_Texte à lire_:
+ + +

Cour de justice de l’Union européenne, le 15 juin 2023, n°C-499/21

La Cour de justice de l’Union européenne, dans son arrêt rendu en huitième chambre le 15 juin 2023, précise les conditions de recevabilité du recours contre un accord international. Plusieurs ressortissants britanniques résidant en Europe contestaient la décision du Conseil relative à la conclusion de l’accord de retrait du Royaume-Uni. Les requérants estimaient que cet acte les privait indûment de leur citoyenneté européenne et des droits fondamentaux attachés à ce statut spécifique.

Le 29 mars 2017, le Royaume-Uni notifiait son intention de quitter l’Union conformément à l’article 50 du Traité sur l’Union européenne. Suite à la signature de l’accord de retrait, le Conseil adoptait la décision litigieuse le 30 janvier 2020 pour approuver officiellement cet engagement. Les requérants saisissaient le Tribunal de l’Union européenne afin d’obtenir l’annulation partielle de cette décision en invoquant la protection de leurs droits acquis. Le Tribunal rejetait leur demande par voie d’ordonnance le 8 juin 2021 en raison d’une absence de qualité pour agir des particuliers.

La Cour de justice devait déterminer si l’annulation de l’acte d’approbation de l’accord pouvait légalement restaurer le statut de citoyen européen des intéressés. Elle considère que la perte de ce statut découle exclusivement de la décision souveraine de l’État de se retirer de l’organisation commune. Le défaut d’intérêt à agir des requérants justifie ainsi le rejet du pourvoi sans qu’un examen au fond des moyens de droit ne soit nécessaire. L’analyse de cette solution implique d’étudier la déconnexion entre l’acte attaqué et le préjudice invoqué, avant d’apprécier la rigueur procédurale maintenue par le juge.

I. La déconnexion juridique entre l’acte d’approbation et la perte du statut de citoyen

A. L’imputabilité de la perte de citoyenneté au retrait souverain de l’État

La Cour rappelle avec fermeté que la citoyenneté de l’Union repose sur la possession préalable de la nationalité d’un État membre de l’organisation. Elle souligne que « la perte de cette nationalité entraîne donc, pour la personne concernée, celle de ce statut et de ces droits ». Cette conséquence juridique est présentée comme le résultat mécanique de l’exercice par un État de sa compétence souveraine de retrait.

Le juge communautaire écarte ainsi toute responsabilité directe de l’accord de retrait ou de sa décision d’approbation dans l’extinction des droits des citoyens. La fin du statut européen est une « conséquence automatique de la seule décision prise souverainement par le Royaume-Uni de se retirer de l’Union ». Les institutions européennes ne font qu’entériner une situation juridique initiée unilatéralement par l’État sortant selon ses propres règles constitutionnelles.

+ + +

_Données affichées_:
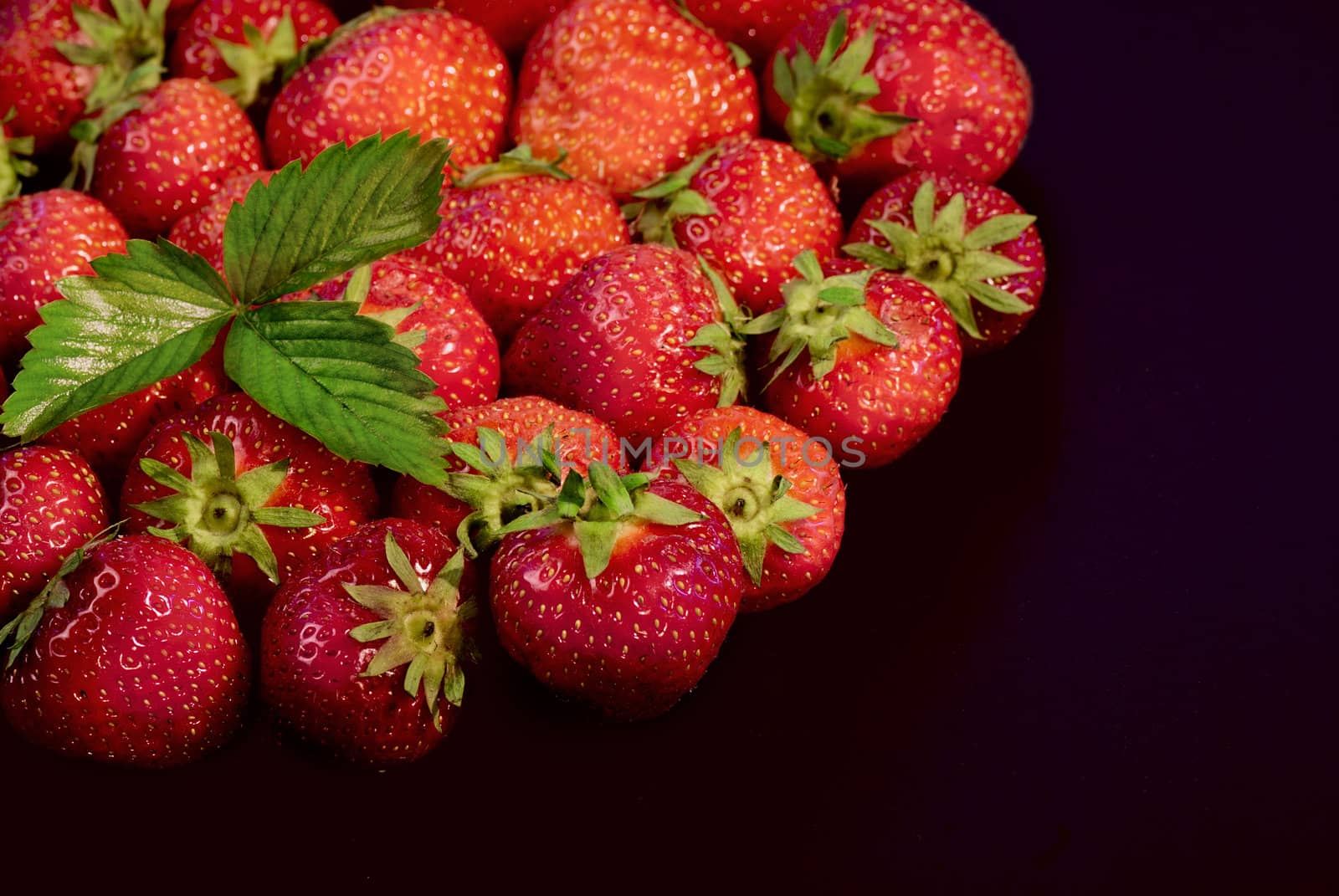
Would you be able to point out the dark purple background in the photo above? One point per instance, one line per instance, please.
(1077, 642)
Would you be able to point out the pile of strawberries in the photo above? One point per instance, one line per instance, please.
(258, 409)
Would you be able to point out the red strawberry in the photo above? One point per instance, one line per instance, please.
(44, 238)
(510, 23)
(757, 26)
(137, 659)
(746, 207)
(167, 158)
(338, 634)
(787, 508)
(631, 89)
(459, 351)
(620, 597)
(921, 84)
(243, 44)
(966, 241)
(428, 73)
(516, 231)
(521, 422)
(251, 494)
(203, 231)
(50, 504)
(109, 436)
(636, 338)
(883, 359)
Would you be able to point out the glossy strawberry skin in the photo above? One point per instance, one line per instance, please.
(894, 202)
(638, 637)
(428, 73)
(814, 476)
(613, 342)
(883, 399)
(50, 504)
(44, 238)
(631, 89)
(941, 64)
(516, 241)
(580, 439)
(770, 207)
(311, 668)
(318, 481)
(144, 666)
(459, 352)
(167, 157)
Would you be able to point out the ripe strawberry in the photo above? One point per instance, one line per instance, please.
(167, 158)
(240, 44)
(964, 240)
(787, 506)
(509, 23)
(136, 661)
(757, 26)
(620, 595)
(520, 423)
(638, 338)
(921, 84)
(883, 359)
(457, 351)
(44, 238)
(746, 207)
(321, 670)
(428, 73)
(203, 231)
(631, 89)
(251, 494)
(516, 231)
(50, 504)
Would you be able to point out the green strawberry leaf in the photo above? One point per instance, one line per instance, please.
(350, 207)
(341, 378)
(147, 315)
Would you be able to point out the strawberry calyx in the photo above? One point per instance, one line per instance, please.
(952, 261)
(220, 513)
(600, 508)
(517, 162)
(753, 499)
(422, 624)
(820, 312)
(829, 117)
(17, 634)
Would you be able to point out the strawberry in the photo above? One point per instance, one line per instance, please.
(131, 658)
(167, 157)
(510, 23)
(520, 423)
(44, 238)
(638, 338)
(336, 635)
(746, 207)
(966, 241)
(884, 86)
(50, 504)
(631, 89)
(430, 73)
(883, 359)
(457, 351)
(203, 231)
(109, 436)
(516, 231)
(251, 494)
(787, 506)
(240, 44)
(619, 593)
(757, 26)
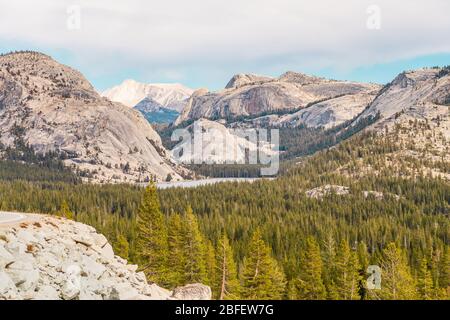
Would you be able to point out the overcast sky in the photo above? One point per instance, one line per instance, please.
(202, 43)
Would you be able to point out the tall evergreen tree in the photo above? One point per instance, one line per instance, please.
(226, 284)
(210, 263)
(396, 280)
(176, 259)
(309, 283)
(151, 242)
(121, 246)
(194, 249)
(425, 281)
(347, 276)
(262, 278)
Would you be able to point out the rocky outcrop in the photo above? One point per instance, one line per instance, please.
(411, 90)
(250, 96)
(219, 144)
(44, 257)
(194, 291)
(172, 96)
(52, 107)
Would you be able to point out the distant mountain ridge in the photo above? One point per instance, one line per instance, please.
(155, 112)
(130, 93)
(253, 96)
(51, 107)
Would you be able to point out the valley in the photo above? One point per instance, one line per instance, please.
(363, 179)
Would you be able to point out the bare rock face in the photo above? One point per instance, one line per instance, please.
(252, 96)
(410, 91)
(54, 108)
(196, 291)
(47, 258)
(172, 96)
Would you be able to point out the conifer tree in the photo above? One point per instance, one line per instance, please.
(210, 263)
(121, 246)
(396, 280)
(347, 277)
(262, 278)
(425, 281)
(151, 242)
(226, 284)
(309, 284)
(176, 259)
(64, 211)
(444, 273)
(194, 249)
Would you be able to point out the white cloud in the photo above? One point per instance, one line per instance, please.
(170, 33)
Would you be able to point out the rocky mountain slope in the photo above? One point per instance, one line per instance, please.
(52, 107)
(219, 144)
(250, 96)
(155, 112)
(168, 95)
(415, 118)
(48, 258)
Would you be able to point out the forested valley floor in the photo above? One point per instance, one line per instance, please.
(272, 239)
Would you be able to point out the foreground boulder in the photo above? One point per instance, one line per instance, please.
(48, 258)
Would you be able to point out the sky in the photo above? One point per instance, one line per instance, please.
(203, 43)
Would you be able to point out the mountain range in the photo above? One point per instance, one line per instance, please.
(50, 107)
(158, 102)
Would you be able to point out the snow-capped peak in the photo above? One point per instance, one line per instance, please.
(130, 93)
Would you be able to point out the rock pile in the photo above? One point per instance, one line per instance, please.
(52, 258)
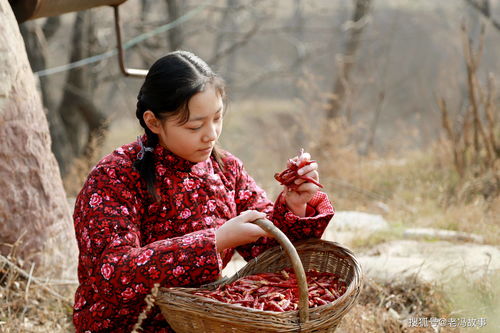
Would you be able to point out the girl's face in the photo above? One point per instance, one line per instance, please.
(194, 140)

+ + +

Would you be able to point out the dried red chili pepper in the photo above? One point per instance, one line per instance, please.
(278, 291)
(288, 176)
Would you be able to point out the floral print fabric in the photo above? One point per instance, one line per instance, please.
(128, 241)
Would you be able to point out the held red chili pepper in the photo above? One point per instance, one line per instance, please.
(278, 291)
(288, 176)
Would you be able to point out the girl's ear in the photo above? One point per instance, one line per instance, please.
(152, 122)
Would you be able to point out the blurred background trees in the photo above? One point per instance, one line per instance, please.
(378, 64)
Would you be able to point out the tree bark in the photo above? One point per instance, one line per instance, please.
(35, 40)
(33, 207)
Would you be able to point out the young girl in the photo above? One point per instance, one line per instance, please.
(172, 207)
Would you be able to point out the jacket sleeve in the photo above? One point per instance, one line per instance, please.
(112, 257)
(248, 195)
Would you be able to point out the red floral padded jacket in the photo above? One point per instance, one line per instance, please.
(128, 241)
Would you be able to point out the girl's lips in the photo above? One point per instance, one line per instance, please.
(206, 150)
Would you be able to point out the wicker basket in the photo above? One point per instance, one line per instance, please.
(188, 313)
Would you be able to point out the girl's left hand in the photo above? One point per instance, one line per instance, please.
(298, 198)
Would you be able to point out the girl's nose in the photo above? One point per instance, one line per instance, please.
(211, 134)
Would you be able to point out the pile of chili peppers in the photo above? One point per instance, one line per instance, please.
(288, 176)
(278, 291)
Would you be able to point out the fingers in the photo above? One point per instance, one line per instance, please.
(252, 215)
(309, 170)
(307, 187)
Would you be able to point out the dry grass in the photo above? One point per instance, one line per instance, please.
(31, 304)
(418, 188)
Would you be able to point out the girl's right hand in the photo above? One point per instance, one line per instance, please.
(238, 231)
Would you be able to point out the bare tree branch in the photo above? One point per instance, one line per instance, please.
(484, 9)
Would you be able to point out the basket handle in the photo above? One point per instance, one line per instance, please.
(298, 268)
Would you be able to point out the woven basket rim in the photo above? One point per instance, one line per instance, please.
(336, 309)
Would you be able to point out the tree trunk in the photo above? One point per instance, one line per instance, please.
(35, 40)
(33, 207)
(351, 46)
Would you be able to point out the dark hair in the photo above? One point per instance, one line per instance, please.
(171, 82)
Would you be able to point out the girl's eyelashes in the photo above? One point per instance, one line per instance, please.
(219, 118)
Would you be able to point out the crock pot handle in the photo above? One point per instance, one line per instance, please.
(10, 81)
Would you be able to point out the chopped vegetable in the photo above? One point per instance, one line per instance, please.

+ + +

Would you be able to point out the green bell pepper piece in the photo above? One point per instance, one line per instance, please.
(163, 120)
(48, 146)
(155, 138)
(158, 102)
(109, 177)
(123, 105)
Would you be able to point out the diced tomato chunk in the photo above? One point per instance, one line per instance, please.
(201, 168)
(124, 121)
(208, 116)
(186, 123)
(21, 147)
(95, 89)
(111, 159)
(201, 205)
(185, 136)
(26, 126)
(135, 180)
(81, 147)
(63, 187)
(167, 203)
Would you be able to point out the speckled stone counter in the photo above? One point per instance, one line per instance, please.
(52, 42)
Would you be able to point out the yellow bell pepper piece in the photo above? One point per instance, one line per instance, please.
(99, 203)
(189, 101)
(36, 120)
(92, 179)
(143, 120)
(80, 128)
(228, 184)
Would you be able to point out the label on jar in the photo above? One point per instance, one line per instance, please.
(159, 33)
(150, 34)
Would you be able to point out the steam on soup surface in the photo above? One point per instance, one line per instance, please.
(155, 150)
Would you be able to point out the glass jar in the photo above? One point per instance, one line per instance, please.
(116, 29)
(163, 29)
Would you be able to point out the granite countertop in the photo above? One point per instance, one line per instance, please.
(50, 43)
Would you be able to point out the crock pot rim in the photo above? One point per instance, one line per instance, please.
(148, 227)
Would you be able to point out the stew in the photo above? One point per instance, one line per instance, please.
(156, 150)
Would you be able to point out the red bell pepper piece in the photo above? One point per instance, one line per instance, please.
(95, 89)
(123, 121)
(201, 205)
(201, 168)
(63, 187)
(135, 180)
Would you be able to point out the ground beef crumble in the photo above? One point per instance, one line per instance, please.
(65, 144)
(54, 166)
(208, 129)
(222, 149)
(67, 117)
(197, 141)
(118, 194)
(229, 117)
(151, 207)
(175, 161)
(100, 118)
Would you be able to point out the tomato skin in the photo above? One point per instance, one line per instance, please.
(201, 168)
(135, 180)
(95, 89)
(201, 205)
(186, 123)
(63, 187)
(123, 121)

+ + +

_Liste des consignes_:
[1] D'après le texte à lire, à quelle date le Tribunal a-t-il rejeté la demande des requérants par voie d'ordonnance ?
[2] Extrayez du texte à lire le passage qui commence à « La Cour rappelle » et se termine à « propres règles constitutionnelles. », ces deux bornes comprises, sans rien y changer.

_Résultats_:
[1] Le 8 juin 2021.

[2]
La Cour rappelle avec fermeté que la citoyenneté de l’Union repose sur la possession préalable de la nationalité d’un État membre de l’organisation. Elle souligne que « la perte de cette nationalité entraîne donc, pour la personne concernée, celle de ce statut et de ces droits ». Cette conséquence juridique est présentée comme le résultat mécanique de l’exercice par un État de sa compétence souveraine de retrait.

Le juge communautaire écarte ainsi toute responsabilité directe de l’accord de retrait ou de sa décision d’approbation dans l’extinction des droits des citoyens. La fin du statut européen est une « conséquence automatique de la seule décision prise souverainement par le Royaume-Uni de se retirer de l’Union ». Les institutions européennes ne font qu’entériner une situation juridique initiée unilatéralement par l’État sortant selon ses propres règles constitutionnelles.